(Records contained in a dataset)

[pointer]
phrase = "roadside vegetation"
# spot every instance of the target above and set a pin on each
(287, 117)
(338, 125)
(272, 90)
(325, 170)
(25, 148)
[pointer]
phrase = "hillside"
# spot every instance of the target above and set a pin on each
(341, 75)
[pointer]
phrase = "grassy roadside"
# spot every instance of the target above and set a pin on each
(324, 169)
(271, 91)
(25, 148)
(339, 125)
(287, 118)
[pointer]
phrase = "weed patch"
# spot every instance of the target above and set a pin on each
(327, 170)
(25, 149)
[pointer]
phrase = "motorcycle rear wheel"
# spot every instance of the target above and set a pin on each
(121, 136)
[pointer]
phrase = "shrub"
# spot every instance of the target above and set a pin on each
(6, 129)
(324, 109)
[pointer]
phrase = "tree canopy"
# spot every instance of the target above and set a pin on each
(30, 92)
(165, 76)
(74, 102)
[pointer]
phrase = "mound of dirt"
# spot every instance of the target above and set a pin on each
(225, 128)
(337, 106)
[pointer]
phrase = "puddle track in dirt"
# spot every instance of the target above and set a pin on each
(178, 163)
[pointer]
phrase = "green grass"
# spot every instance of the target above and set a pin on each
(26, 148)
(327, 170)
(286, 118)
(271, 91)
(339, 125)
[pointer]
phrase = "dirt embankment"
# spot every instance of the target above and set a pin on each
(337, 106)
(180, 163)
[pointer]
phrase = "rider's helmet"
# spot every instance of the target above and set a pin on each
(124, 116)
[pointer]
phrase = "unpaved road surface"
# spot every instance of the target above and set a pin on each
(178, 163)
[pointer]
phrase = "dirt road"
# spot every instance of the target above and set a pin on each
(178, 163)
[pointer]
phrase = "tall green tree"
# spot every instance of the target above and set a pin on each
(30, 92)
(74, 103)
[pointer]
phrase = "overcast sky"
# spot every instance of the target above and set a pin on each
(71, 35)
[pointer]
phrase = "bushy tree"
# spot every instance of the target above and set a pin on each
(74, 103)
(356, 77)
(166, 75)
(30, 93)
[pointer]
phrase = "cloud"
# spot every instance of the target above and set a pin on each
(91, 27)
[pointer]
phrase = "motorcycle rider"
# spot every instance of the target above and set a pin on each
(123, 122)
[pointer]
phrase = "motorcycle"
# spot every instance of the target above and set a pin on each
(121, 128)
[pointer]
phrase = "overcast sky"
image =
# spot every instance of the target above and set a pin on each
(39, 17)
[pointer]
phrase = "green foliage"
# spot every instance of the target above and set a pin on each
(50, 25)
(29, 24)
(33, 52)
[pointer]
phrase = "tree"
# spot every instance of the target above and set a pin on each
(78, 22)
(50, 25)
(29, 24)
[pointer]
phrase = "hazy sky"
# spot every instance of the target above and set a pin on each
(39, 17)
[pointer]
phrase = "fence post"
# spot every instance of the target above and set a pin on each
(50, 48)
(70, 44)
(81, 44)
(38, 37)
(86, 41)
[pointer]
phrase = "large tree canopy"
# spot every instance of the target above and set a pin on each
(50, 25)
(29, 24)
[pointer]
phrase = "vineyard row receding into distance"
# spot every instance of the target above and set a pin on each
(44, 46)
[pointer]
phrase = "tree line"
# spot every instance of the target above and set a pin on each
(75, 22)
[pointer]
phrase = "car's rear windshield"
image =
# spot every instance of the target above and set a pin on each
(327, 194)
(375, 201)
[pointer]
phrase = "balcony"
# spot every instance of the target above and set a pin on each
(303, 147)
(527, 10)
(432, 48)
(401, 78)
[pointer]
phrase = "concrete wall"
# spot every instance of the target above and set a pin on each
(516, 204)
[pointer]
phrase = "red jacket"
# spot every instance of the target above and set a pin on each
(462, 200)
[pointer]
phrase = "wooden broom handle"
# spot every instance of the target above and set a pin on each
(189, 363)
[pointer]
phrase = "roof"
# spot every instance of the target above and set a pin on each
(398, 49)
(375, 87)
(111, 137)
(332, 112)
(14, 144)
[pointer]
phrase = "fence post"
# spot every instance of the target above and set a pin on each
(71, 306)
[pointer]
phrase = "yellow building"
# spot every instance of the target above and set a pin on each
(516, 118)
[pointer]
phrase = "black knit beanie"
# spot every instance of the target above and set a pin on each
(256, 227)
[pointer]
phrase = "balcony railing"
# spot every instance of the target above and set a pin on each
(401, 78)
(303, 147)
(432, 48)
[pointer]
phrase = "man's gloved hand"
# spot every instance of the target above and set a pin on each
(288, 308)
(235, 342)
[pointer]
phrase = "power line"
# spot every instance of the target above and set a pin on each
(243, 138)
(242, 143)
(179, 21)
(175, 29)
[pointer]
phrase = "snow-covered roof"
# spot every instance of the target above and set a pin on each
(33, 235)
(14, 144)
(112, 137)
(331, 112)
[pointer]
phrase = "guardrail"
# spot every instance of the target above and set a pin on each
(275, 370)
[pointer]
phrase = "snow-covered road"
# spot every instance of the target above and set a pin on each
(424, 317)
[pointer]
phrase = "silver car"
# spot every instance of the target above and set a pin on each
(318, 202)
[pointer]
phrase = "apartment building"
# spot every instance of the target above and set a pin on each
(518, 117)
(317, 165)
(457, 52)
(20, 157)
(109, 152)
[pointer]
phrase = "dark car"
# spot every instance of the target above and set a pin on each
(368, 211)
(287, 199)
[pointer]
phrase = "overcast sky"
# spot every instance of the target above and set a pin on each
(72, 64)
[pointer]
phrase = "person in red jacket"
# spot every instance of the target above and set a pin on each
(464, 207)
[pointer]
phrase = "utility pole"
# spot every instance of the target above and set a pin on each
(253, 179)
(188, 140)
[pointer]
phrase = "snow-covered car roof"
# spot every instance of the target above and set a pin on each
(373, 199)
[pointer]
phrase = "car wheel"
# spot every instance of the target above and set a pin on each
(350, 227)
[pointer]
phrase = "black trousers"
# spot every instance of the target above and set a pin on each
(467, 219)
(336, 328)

:: What this task involves ::
Repeat every record, keeping each word and mark exactly as it is.

:: Result below ::
[pointer]
phrase = "roadside vegetation"
# spot every instance of the target above and set a pin on each
(287, 117)
(338, 125)
(272, 90)
(325, 170)
(25, 148)
[pointer]
phrase = "hillside"
# spot every instance of the target above and set a pin on each
(341, 75)
[pointer]
phrase = "grassy roadside"
# spot every instance of the target above and set a pin on each
(324, 169)
(271, 91)
(25, 148)
(339, 125)
(287, 118)
[pointer]
phrase = "weed patch"
# spot every instance of the target above and set a pin on each
(327, 170)
(25, 149)
[pointer]
phrase = "motorcycle rear wheel"
# spot every instance of the target above and set a pin on each
(121, 136)
[pointer]
phrase = "shrub"
# spot every instance of the target above and set a pin on each
(6, 129)
(324, 109)
[pointer]
phrase = "tree canopy"
# spot every instance of the target above and set a pin on each
(30, 92)
(165, 76)
(74, 102)
[pointer]
phrase = "mound of dirt"
# spot every instance of the target above and set a pin on each
(225, 128)
(337, 106)
[pointer]
phrase = "puddle track in dirt"
# spot every instance of the target above and set a pin on each
(178, 163)
[pointer]
phrase = "green grass"
# spot every instance of the target above and set a pin on each
(26, 148)
(327, 170)
(286, 118)
(271, 91)
(339, 125)
[pointer]
phrase = "dirt embankment"
# spot every instance of the target above and set a pin on each
(337, 106)
(180, 163)
[pointer]
phrase = "rider's helmet"
# spot every instance of the target above and set a pin on each
(124, 116)
[pointer]
phrase = "unpaved road surface"
# spot every instance of the target above and set a pin on each
(178, 163)
[pointer]
phrase = "dirt road"
# spot every instance of the target above and set a pin on each
(178, 163)
[pointer]
phrase = "tall green tree"
# spot every instance of the target above and set a pin on each
(30, 92)
(74, 103)
[pointer]
phrase = "overcast sky"
# spot every instance of the target above and set a pin on each
(71, 35)
[pointer]
phrase = "bushy tree"
# spot every instance of the target above and set a pin on each
(74, 103)
(356, 77)
(166, 75)
(30, 93)
[pointer]
phrase = "cloud"
# spot every instance of the target above and set a pin on each
(91, 27)
[pointer]
phrase = "motorcycle rider"
# spot every instance of the target above and set a pin on each
(123, 122)
[pointer]
phrase = "motorcycle"
# spot every instance of the target above and set a pin on each
(121, 128)
[pointer]
phrase = "overcast sky"
image =
# spot every instance of the target above and set a pin on each
(39, 17)
[pointer]
phrase = "green foliage"
# spot every instance of the target above and set a pin on each
(50, 25)
(29, 24)
(33, 52)
[pointer]
phrase = "tree"
# spot every instance of the target above and set a pin on each
(78, 22)
(50, 25)
(29, 24)
[pointer]
phrase = "hazy sky"
# spot every instance of the target above and set a pin on each
(39, 17)
[pointer]
phrase = "fence post"
# spot every instance of the target above and set a pin on each
(50, 48)
(70, 44)
(81, 44)
(38, 37)
(86, 41)
[pointer]
phrase = "large tree canopy"
# spot every instance of the target above and set a pin on each
(50, 25)
(29, 24)
[pointer]
phrase = "vineyard row receding into distance"
# spot every instance of the target above and set a pin on each
(44, 46)
[pointer]
phrase = "tree line"
# spot every instance of the target above and set a pin on each
(75, 22)
[pointer]
phrase = "car's rear windshield"
image =
# spot every instance of the target above and set a pin on each
(327, 194)
(375, 201)
[pointer]
phrase = "balcony"
# spot every instance of the target above and set a pin on each
(303, 147)
(527, 10)
(432, 48)
(401, 78)
[pointer]
phrase = "concrete wall"
# spot every instance of the target above and set a pin on each
(516, 204)
[pointer]
phrase = "red jacket"
# spot every instance of the target above and set a pin on each
(462, 200)
[pointer]
phrase = "wooden broom handle"
# spot every instance of the target above and set a pin on each
(189, 363)
[pointer]
phrase = "roof"
# spot every instance of the target above and set a pin on each
(398, 49)
(375, 87)
(111, 137)
(332, 112)
(14, 144)
[pointer]
phrase = "fence post"
# spot every instance of the target above and set a pin on each
(71, 306)
[pointer]
phrase = "yellow building"
# spot every instance of the target above and set a pin on each
(516, 118)
[pointer]
phrase = "black knit beanie"
# spot every instance of the target above and set a pin on each
(256, 227)
[pointer]
phrase = "balcony railing"
# spot every instance of the target above and set a pin on each
(401, 78)
(303, 147)
(432, 48)
[pointer]
phrase = "man's gloved hand"
# spot every instance of the target above and set a pin on each
(288, 308)
(235, 342)
[pointer]
phrase = "power line"
# spot every instance of the target above and set a pin on each
(243, 138)
(242, 143)
(179, 21)
(175, 29)
[pointer]
phrase = "snow-covered roof"
# spot every instance of the target above and set a pin on each
(33, 235)
(14, 144)
(112, 137)
(331, 112)
[pointer]
phrase = "guardrail"
# spot every instance of the target above and set a pin on each
(275, 370)
[pointer]
phrase = "snow-covered road"
# spot every instance of the target above and set a pin on each
(424, 317)
[pointer]
phrase = "silver car"
# spot every instance of the target above and set a pin on each
(318, 202)
[pointer]
phrase = "apartment building"
# spot every instance of the target above and set a pin on each
(518, 117)
(317, 165)
(457, 52)
(20, 157)
(109, 152)
[pointer]
phrase = "dark car"
# spot every instance of the target above and set a pin on each
(368, 211)
(287, 199)
[pointer]
phrase = "overcast sky"
# spot every instance of the target above and set a pin on each
(72, 64)
[pointer]
phrase = "person in red jacket"
# spot every instance of the target above and set a pin on each
(464, 207)
[pointer]
phrase = "utility pole"
# spot every instance of the target above and set a pin on each
(253, 179)
(188, 140)
[pointer]
phrase = "snow-covered car roof"
# spot every instance of the target above and set a pin on each
(373, 199)
[pointer]
phrase = "car wheel"
# spot every instance of the target above and set a pin on each
(350, 227)
[pointer]
phrase = "black trousers"
# spot every instance of the target above and set a pin on each
(467, 219)
(336, 328)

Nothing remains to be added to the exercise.